- [Prompt]: Whenever a line below mentions the word "water", that line should be copied.

- [Records to process]:
╔══
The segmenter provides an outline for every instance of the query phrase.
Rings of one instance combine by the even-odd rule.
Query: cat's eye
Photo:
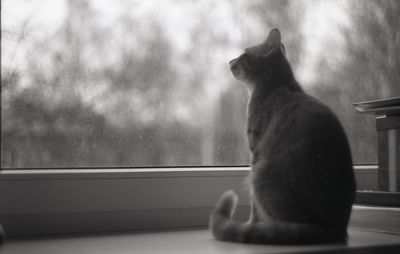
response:
[[[253,61],[253,57],[249,53],[243,53],[240,56],[240,61],[249,67]]]

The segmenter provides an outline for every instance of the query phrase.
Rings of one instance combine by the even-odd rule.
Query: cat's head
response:
[[[294,79],[281,34],[273,29],[260,45],[247,48],[243,54],[229,62],[233,76],[250,88],[273,86]]]

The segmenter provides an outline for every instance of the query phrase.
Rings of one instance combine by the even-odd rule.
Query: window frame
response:
[[[205,226],[227,189],[240,197],[238,216],[247,217],[248,171],[240,166],[3,170],[0,223],[9,237]]]
[[[377,166],[354,169],[357,177]],[[0,223],[10,237],[204,227],[228,189],[239,195],[235,216],[245,220],[249,172],[249,166],[2,170]],[[400,193],[384,202],[382,194],[388,197],[358,192],[356,203],[399,206]]]

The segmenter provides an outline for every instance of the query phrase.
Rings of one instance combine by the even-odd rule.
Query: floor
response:
[[[214,240],[207,229],[169,232],[125,233],[99,236],[64,237],[9,241],[2,254],[123,254],[123,253],[365,253],[365,248],[375,246],[368,253],[400,253],[400,235],[350,228],[347,245],[272,246],[226,243]],[[385,251],[386,250],[386,251]],[[333,252],[331,252],[333,251]]]

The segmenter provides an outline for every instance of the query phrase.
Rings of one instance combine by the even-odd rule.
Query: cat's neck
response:
[[[250,102],[257,103],[260,100],[266,100],[279,92],[303,93],[304,91],[296,80],[276,84],[259,84],[249,89]]]
[[[280,101],[282,99],[282,94],[288,93],[304,93],[302,87],[293,80],[288,83],[281,83],[277,85],[269,86],[254,86],[250,90],[250,101],[248,105],[248,117],[254,118],[259,115],[259,111],[263,111],[264,116],[271,115],[274,111],[274,101]],[[268,107],[263,105],[269,104]],[[266,110],[268,112],[266,112]]]

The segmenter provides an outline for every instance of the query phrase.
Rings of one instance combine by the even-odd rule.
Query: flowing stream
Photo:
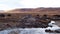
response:
[[[15,28],[0,31],[0,34],[47,34],[44,28]]]
[[[50,23],[51,24],[51,23]],[[55,27],[56,26],[56,27]],[[59,29],[57,25],[53,26],[52,28],[14,28],[14,29],[7,29],[0,31],[0,34],[60,34],[60,33],[46,33],[46,29]]]

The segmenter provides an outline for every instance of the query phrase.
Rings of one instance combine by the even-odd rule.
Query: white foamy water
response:
[[[59,26],[55,25],[55,21],[51,21],[51,23],[49,23],[48,25],[49,25],[49,26],[52,26],[52,27],[47,27],[46,29],[50,29],[50,30],[60,29]]]

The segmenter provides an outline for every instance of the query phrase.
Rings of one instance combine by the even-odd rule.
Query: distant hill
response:
[[[60,11],[60,8],[35,8],[35,9],[20,9],[22,11],[32,11],[32,10],[39,10],[39,11]]]
[[[17,8],[6,13],[40,13],[40,14],[60,14],[60,8]]]
[[[59,8],[16,8],[8,11],[0,10],[0,13],[40,13],[40,14],[60,14]]]
[[[5,11],[4,10],[0,10],[0,13],[4,13]]]

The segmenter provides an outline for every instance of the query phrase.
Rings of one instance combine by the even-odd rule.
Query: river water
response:
[[[58,29],[59,27],[52,27],[50,29]],[[60,33],[47,33],[45,30],[47,28],[14,28],[0,31],[0,34],[60,34]]]
[[[0,31],[0,34],[48,34],[44,31],[44,28],[15,28],[15,29],[9,29]]]
[[[0,34],[60,34],[60,33],[46,33],[45,28],[15,28],[0,31]]]

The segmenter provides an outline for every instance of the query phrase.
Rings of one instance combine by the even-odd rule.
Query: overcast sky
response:
[[[60,0],[0,0],[0,10],[36,7],[60,7]]]

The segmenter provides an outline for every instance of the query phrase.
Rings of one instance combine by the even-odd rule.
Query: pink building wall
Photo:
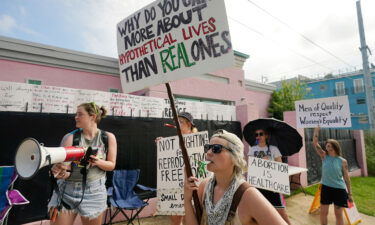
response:
[[[109,91],[121,90],[119,76],[90,73],[59,67],[0,59],[0,80],[25,83],[27,79],[41,80],[43,85]]]
[[[284,121],[291,125],[294,128],[297,128],[297,121],[296,121],[296,112],[284,112]],[[303,140],[303,146],[301,150],[288,157],[288,164],[291,166],[298,166],[298,167],[303,167],[307,168],[307,162],[306,162],[306,148],[305,148],[305,132],[304,129],[297,129],[298,133],[302,136]],[[302,186],[307,186],[307,172],[301,173],[300,176],[300,183]]]

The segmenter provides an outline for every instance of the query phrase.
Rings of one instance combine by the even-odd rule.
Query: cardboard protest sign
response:
[[[116,31],[125,93],[233,65],[224,0],[158,0]]]
[[[286,163],[249,156],[247,182],[257,188],[290,195]]]
[[[355,203],[351,203],[349,208],[344,208],[344,215],[349,225],[355,225],[362,222],[361,216],[355,206]]]
[[[203,151],[207,144],[208,132],[184,135],[185,146],[193,176],[204,179],[208,176],[202,170],[199,161],[205,161]],[[179,146],[178,136],[162,138],[157,142],[157,214],[184,215],[184,160]]]
[[[317,98],[295,102],[297,127],[351,127],[348,96]]]

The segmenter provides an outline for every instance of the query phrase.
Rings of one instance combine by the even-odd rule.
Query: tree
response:
[[[285,111],[294,111],[294,102],[307,96],[306,85],[299,80],[282,81],[281,88],[271,96],[268,112],[271,117],[283,120]]]

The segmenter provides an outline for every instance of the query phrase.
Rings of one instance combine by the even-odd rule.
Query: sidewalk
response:
[[[292,224],[298,225],[316,225],[320,224],[319,220],[319,210],[313,214],[309,214],[308,210],[313,201],[314,197],[311,195],[304,195],[299,193],[295,196],[286,199],[287,211]],[[336,224],[335,214],[333,205],[329,208],[328,214],[328,224]],[[359,225],[373,225],[375,224],[375,217],[367,216],[360,213],[362,218],[362,223]],[[345,224],[347,224],[344,218]]]
[[[303,193],[297,194],[286,199],[287,211],[292,224],[294,225],[317,225],[320,224],[319,221],[319,211],[309,214],[308,210],[310,208],[311,202],[313,201],[313,196],[304,195]],[[362,223],[359,225],[374,225],[375,217],[367,216],[361,214]],[[140,219],[141,225],[169,225],[168,216],[155,216]],[[126,223],[121,223],[121,225]],[[335,215],[333,212],[333,205],[330,206],[328,215],[328,224],[335,224]],[[345,220],[345,224],[346,220]],[[120,225],[120,224],[119,224]]]

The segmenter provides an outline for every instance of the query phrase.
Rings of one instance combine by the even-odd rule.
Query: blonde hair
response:
[[[234,164],[234,176],[243,178],[243,173],[247,170],[247,164],[244,159],[244,145],[241,139],[237,135],[222,129],[215,131],[211,139],[214,137],[224,139],[228,142],[228,148],[232,150],[230,151],[232,153],[230,155]]]
[[[102,118],[107,116],[107,110],[104,106],[99,107],[95,102],[82,103],[78,107],[83,107],[90,116],[96,115],[96,123],[99,123]]]

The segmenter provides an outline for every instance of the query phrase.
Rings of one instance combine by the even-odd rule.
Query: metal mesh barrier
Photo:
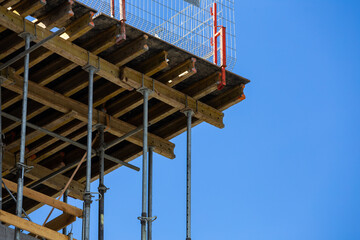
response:
[[[110,15],[110,0],[79,0]],[[131,0],[126,1],[127,24],[174,44],[199,57],[213,61],[210,39],[213,21],[210,7],[218,5],[218,25],[226,27],[227,68],[236,63],[233,0]],[[115,0],[115,18],[119,19]]]

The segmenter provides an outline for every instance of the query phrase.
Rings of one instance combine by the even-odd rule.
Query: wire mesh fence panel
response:
[[[110,0],[79,0],[110,15]],[[213,19],[210,8],[218,6],[218,25],[226,27],[227,68],[236,63],[234,0],[130,0],[126,1],[127,24],[174,44],[199,57],[213,61]],[[115,18],[119,19],[115,0]]]

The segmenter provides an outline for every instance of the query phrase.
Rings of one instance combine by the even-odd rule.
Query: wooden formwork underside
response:
[[[24,29],[36,35],[32,43],[35,44],[50,35],[54,27],[66,28],[65,34],[30,54],[27,114],[30,123],[86,144],[88,73],[83,67],[90,64],[99,69],[94,77],[93,124],[108,127],[105,142],[142,124],[142,95],[136,91],[142,85],[154,90],[149,101],[149,144],[155,146],[157,153],[175,157],[174,144],[169,140],[185,131],[186,118],[181,112],[185,108],[195,112],[193,126],[205,121],[224,127],[222,111],[244,98],[243,88],[249,80],[227,72],[227,85],[218,90],[218,66],[129,25],[126,40],[122,40],[116,19],[94,14],[95,10],[70,0],[0,0],[2,63],[24,51],[24,40],[19,37]],[[29,15],[31,18],[24,20]],[[18,118],[22,110],[23,73],[23,60],[0,73],[5,80],[2,109]],[[3,133],[6,144],[3,174],[15,181],[20,123],[3,118]],[[77,161],[85,152],[30,128],[26,133],[26,163],[34,168],[26,173],[25,185]],[[106,153],[125,162],[135,159],[142,154],[142,133]],[[106,160],[105,171],[119,166]],[[95,180],[99,168],[96,156],[92,168]],[[56,196],[72,172],[70,169],[35,189]],[[70,196],[82,198],[84,181],[82,166],[70,185]],[[10,201],[4,209],[11,212],[14,206]],[[40,206],[33,200],[24,200],[28,212]]]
╚══
- [Result]:
Query: white foamy water
Query: river water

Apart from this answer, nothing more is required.